→ REQUIREMENTS
Output, with no changes, the span of lines that opens with the line containing "Tag each group of tourist in this screenshot." and closes with the last line.

→ PROVIDED DATA
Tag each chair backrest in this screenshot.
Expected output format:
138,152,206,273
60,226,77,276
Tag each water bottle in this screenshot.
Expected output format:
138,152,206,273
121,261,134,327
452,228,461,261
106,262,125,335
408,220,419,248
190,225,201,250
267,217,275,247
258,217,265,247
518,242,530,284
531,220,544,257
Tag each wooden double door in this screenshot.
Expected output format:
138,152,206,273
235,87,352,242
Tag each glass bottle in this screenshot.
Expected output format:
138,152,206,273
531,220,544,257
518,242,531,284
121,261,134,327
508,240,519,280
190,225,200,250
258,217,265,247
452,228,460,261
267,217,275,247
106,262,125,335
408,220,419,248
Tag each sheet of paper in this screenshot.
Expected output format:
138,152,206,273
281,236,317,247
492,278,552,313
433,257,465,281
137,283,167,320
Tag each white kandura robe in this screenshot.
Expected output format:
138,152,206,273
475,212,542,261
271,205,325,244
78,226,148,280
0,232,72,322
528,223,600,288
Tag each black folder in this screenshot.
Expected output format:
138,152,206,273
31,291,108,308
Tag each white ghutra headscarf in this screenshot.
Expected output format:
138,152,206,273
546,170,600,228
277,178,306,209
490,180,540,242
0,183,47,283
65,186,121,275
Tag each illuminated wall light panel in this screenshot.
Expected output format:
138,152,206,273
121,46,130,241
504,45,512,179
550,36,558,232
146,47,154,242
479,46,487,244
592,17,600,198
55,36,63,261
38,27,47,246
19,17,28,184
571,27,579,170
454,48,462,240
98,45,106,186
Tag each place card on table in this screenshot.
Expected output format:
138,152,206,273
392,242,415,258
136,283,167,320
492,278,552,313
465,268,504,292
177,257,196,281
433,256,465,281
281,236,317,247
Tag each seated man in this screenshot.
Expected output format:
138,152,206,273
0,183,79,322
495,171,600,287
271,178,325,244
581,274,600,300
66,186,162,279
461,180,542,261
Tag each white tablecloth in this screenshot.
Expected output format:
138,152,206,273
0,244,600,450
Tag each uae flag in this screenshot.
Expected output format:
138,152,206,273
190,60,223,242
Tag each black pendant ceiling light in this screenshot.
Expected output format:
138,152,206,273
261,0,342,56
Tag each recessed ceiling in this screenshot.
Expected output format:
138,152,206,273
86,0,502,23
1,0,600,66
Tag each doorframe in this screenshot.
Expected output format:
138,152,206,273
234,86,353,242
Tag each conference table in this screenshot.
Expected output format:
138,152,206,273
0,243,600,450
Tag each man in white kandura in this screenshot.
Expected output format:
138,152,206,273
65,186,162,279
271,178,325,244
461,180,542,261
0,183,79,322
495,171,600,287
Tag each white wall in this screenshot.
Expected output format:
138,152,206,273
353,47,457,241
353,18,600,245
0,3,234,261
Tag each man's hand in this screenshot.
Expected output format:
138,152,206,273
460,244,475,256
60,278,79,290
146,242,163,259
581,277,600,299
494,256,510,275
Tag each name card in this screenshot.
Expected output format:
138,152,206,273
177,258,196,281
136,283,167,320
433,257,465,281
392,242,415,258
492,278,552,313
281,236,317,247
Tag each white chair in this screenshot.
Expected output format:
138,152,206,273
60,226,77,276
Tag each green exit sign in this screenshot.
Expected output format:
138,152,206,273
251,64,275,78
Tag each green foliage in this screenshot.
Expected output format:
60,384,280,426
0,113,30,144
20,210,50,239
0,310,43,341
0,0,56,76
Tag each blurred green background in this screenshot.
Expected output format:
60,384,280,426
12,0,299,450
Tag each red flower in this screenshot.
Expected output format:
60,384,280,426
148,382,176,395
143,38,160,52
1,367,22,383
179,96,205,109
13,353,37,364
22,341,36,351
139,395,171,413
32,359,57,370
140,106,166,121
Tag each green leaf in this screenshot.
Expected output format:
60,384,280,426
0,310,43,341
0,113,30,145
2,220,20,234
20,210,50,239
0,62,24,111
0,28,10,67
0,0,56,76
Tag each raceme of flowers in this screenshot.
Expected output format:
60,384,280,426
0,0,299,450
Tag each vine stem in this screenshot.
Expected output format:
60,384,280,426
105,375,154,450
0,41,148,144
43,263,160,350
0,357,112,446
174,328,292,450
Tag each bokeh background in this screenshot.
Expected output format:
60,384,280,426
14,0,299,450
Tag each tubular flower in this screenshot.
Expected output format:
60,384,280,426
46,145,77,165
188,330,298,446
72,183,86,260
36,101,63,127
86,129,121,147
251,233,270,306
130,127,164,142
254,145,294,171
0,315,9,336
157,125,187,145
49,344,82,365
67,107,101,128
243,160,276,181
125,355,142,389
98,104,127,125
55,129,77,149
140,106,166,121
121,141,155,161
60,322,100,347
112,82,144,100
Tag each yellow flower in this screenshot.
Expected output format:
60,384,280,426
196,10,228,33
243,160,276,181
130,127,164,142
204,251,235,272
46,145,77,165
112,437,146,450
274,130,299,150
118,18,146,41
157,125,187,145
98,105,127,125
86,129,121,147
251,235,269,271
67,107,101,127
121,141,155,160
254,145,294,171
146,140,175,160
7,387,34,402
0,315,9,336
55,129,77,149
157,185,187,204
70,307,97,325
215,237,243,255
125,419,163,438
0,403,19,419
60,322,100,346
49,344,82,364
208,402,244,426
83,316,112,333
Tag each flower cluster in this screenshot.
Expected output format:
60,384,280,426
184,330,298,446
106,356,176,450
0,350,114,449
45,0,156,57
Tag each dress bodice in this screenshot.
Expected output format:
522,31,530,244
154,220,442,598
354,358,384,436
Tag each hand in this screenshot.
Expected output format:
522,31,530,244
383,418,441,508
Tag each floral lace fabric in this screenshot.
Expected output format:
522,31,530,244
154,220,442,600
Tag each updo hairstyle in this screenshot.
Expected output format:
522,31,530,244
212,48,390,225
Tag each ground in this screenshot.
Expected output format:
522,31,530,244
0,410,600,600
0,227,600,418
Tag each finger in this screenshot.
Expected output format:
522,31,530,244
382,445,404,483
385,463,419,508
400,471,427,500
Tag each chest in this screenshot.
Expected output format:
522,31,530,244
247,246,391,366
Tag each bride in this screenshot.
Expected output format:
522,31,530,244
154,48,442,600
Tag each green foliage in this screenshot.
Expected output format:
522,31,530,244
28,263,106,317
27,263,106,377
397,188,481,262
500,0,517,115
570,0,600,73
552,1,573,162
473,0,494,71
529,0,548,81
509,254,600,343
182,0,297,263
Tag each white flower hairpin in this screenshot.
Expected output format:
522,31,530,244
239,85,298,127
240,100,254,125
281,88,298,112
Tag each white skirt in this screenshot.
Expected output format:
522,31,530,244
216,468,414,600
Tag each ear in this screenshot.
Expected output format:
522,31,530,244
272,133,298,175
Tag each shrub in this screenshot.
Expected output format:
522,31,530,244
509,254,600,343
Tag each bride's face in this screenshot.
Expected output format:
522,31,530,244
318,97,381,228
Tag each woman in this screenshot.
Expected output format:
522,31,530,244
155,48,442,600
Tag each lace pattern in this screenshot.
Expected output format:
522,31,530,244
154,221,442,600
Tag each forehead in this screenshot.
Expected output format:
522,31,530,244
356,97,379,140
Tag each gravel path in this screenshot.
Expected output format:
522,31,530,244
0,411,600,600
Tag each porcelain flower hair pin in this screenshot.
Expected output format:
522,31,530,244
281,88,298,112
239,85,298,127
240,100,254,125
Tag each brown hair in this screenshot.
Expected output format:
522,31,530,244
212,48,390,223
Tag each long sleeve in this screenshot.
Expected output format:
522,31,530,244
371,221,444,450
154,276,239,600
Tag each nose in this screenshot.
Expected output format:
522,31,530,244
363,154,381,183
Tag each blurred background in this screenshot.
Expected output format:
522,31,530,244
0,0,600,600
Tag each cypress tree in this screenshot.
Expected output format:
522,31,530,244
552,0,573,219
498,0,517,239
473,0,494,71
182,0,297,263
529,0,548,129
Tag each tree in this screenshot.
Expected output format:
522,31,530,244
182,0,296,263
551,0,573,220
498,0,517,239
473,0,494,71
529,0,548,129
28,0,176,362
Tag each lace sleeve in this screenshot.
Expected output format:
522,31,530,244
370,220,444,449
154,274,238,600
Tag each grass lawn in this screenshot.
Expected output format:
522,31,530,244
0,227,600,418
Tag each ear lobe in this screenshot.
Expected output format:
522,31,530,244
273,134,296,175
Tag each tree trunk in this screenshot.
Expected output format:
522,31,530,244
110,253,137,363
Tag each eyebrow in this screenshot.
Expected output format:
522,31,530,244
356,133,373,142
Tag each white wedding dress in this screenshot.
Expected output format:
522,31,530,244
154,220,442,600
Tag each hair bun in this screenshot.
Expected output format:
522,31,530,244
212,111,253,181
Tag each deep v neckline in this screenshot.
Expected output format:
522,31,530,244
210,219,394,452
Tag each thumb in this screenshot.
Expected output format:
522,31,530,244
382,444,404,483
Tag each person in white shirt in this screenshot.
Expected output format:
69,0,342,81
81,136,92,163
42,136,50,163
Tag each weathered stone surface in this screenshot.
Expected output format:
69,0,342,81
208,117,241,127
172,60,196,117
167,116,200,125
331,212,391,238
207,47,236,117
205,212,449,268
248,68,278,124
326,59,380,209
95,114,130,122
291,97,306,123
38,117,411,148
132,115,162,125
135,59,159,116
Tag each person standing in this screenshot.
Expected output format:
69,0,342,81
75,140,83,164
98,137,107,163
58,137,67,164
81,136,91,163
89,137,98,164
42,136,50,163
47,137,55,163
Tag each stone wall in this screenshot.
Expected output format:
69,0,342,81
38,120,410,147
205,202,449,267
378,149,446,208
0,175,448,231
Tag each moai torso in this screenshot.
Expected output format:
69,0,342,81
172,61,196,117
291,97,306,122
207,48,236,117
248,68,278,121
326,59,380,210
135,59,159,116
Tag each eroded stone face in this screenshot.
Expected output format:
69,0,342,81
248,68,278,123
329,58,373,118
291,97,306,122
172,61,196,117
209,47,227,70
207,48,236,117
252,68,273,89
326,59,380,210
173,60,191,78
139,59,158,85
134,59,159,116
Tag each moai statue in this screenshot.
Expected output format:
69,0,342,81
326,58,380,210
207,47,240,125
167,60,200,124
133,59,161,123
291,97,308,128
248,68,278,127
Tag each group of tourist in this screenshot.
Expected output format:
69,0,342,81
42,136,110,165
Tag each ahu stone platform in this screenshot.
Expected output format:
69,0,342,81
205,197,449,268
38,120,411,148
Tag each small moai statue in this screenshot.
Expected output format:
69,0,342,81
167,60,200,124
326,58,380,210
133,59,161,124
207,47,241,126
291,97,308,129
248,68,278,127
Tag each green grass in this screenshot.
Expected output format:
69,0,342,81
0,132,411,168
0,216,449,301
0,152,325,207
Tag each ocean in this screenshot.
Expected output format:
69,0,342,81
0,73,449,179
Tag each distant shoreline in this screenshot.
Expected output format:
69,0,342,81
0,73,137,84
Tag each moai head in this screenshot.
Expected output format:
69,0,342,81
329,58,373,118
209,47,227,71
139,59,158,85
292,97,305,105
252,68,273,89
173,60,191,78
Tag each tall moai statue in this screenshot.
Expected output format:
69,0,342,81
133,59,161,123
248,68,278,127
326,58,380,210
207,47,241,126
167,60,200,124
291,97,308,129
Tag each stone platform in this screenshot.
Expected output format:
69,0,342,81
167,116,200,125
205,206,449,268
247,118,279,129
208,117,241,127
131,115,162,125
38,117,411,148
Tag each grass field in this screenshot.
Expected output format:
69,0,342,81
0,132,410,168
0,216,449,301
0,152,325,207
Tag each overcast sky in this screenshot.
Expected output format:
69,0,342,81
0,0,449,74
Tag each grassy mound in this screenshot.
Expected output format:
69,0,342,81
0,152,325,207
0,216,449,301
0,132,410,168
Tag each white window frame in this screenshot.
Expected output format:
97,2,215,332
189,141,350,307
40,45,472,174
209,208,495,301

→ SOLVED PROBLEM
Tag each group of tourist in this screenshot.
Expected output format:
69,0,342,81
42,136,110,165
Tag each ahu stone platform in this screenshot.
Expected output format:
69,0,342,81
205,197,449,268
38,120,411,148
Tag each small moai statue in this screenshot.
Expected output format:
69,0,342,81
167,60,200,124
326,58,380,210
133,59,161,124
207,47,241,126
291,97,308,129
248,68,278,127
Tag each green grass in this screenshot.
Expected output format:
69,0,342,81
0,132,411,168
0,216,449,301
0,152,325,207
Tag each ocean in this screenshot.
Expected output format:
69,0,342,81
0,73,449,179
Tag each distant shoreline in this screenshot.
Expected output format:
69,0,342,81
0,73,137,84
Tag each moai head in this screenshot.
Expected output format:
69,0,342,81
329,58,373,118
209,47,227,71
139,59,158,85
292,97,305,105
252,68,273,89
173,60,191,78
Tag each tall moai statue in this screenshot.
Expected output format:
69,0,342,81
133,59,161,123
248,68,278,127
326,58,380,210
207,47,241,126
167,60,200,124
291,97,308,129
Tag each stone platform in this screenshot.
Expected output format:
69,0,342,81
167,116,200,125
205,206,449,268
247,118,279,129
208,117,241,127
131,115,162,125
38,117,411,148
Tag each grass field in this screenshot.
Expected output format:
69,0,342,81
0,132,410,168
0,216,449,301
0,152,325,207
Tag each overcast sky in this screenshot.
Expected output format:
69,0,342,81
0,0,449,74
Tag each grassy mound in this screenshot.
Expected output format:
69,0,342,81
0,152,325,207
0,216,449,301
0,132,410,168
Tag each white window frame in this screenshot.
Expected output format:
97,2,215,332
189,141,350,307
40,45,472,174
209,208,495,301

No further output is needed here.